THE EXERCISE: Reproduce the items from the line holding "This photo contains the gazebo roof." through the line holding "191 299 295 426", inclusive, swapping "wine glass" for "drinking glass" and keeping everything else as it stands.

RECORDS FOR THIS TASK:
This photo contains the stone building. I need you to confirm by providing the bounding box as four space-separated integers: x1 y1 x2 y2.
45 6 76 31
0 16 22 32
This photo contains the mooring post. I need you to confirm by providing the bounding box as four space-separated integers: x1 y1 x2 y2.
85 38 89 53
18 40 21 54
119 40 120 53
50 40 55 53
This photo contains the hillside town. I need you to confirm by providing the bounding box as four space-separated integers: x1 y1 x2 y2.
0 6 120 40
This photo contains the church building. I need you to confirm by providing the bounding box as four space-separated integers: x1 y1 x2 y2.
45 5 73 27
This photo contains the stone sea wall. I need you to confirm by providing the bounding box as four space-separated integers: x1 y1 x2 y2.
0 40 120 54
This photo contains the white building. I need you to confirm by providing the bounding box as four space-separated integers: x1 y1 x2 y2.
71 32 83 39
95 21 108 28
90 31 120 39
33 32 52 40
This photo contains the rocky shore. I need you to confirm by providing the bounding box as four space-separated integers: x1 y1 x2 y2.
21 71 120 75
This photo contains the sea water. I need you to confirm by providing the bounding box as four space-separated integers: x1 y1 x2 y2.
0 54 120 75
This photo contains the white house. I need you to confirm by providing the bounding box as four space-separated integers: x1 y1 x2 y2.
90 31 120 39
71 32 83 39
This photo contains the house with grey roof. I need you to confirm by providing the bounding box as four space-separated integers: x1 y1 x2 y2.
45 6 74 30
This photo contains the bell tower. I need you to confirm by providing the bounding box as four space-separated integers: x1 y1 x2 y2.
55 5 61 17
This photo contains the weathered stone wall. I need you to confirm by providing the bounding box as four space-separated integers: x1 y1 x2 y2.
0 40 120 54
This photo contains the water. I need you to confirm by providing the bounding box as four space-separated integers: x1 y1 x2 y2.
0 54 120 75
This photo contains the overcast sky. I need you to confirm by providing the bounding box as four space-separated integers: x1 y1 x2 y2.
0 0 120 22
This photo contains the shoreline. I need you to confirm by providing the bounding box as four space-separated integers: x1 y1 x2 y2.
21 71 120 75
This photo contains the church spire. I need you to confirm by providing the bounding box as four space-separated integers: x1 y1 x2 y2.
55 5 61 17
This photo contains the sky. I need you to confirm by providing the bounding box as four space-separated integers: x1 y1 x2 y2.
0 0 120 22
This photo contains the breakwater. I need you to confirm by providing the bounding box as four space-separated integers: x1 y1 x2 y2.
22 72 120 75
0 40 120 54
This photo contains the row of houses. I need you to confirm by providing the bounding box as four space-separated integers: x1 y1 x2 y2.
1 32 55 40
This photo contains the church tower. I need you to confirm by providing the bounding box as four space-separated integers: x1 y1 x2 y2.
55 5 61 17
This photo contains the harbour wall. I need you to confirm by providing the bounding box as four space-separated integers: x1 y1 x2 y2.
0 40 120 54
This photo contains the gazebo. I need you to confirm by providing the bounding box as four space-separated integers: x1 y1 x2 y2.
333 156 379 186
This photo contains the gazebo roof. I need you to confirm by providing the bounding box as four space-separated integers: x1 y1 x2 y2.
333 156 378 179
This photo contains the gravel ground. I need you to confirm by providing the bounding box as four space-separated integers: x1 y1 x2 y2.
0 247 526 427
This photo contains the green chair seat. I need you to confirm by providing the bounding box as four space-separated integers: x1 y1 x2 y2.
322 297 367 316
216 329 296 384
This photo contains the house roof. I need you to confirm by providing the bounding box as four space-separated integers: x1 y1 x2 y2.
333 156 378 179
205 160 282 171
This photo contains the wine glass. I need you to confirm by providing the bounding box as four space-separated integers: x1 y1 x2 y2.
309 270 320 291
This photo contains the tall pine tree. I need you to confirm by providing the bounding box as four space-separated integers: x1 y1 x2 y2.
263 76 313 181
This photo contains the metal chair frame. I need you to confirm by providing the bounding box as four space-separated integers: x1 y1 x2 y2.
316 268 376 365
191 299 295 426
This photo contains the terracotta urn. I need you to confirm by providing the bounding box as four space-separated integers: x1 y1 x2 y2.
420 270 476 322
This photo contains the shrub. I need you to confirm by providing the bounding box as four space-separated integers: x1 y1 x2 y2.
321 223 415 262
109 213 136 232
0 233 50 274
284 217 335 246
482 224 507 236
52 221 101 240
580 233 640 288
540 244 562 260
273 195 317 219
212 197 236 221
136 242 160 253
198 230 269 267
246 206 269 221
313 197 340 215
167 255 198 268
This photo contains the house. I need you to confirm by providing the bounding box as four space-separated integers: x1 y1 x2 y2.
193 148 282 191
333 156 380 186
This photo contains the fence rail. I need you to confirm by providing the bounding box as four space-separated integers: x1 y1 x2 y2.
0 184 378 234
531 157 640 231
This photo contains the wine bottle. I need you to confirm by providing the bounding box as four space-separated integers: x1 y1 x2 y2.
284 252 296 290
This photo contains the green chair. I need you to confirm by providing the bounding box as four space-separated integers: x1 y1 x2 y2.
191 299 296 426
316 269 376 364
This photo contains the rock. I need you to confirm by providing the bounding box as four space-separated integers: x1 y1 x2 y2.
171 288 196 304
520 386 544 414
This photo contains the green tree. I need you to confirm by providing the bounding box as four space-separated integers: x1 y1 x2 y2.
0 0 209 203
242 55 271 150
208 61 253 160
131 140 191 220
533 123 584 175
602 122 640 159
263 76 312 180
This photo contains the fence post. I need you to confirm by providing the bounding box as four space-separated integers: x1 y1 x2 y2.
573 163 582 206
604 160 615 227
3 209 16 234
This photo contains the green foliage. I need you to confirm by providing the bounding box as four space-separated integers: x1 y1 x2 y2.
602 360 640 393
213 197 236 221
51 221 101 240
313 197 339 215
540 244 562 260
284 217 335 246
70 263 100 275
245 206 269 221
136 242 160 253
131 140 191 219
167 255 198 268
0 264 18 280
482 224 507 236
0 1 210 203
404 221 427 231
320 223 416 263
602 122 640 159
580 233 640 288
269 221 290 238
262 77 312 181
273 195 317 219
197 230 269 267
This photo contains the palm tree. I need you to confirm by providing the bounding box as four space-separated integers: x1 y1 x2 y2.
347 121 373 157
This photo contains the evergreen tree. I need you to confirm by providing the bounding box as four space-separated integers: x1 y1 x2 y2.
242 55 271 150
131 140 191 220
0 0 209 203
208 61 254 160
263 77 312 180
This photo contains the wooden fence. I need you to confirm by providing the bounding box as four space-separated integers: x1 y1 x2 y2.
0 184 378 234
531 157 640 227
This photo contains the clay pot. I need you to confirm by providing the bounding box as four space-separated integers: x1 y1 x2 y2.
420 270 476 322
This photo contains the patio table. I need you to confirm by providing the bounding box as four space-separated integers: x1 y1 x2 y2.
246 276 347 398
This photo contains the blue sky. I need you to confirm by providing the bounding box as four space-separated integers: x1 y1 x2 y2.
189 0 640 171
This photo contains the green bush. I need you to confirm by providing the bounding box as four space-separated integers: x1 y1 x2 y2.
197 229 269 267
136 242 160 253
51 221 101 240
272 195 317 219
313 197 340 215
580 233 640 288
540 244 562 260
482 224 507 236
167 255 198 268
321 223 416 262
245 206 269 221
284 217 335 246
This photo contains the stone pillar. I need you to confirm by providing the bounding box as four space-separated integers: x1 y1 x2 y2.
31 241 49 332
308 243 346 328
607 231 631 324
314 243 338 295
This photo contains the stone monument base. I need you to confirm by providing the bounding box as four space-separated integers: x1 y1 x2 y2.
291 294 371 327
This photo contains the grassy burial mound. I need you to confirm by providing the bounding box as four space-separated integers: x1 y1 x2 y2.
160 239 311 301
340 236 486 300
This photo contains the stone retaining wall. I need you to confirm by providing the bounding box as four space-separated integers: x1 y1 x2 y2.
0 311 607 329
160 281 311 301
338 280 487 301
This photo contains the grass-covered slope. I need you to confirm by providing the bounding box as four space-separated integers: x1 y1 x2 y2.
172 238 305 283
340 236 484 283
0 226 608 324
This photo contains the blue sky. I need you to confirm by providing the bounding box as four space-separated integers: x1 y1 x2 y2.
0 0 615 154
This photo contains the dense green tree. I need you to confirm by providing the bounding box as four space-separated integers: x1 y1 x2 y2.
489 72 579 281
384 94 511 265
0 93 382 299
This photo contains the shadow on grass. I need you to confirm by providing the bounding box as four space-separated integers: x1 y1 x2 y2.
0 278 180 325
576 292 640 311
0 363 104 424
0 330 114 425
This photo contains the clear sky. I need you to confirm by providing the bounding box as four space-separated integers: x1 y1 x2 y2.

COMPLETE OUTPUT:
This photo contains the gazebo roof. I need you to confirm by providing the bounding box as four space-separated integers: x1 y1 x2 y2.
333 156 378 179
This photo contains the gravel ground. I need you to confirm by providing the bounding box as four space-separated integers: x1 y1 x2 y2.
0 247 526 427
This photo contains the green chair seat. I need you to confirm by providing the bounding box as four space-separated integers: x1 y1 x2 y2.
322 297 367 316
216 329 296 384
This photo contains the house roof. I need you to confirm by providing the bounding box as four space-separated integers: x1 y1 x2 y2.
333 156 378 179
205 160 282 171
This photo contains the drinking glass. I need you to confirm by providing the bounding box as four space-separated integers: x1 y1 x2 y2.
309 270 320 291
This photo contains the tall pine tree. I need you to confirm by providing the bounding box as four space-separated integers: x1 y1 x2 y2.
263 76 313 181
This photo contains the metal chair frame. I need you to confirm by providing the bounding box as four space-separated integers: x1 y1 x2 y2.
316 268 376 365
191 299 295 426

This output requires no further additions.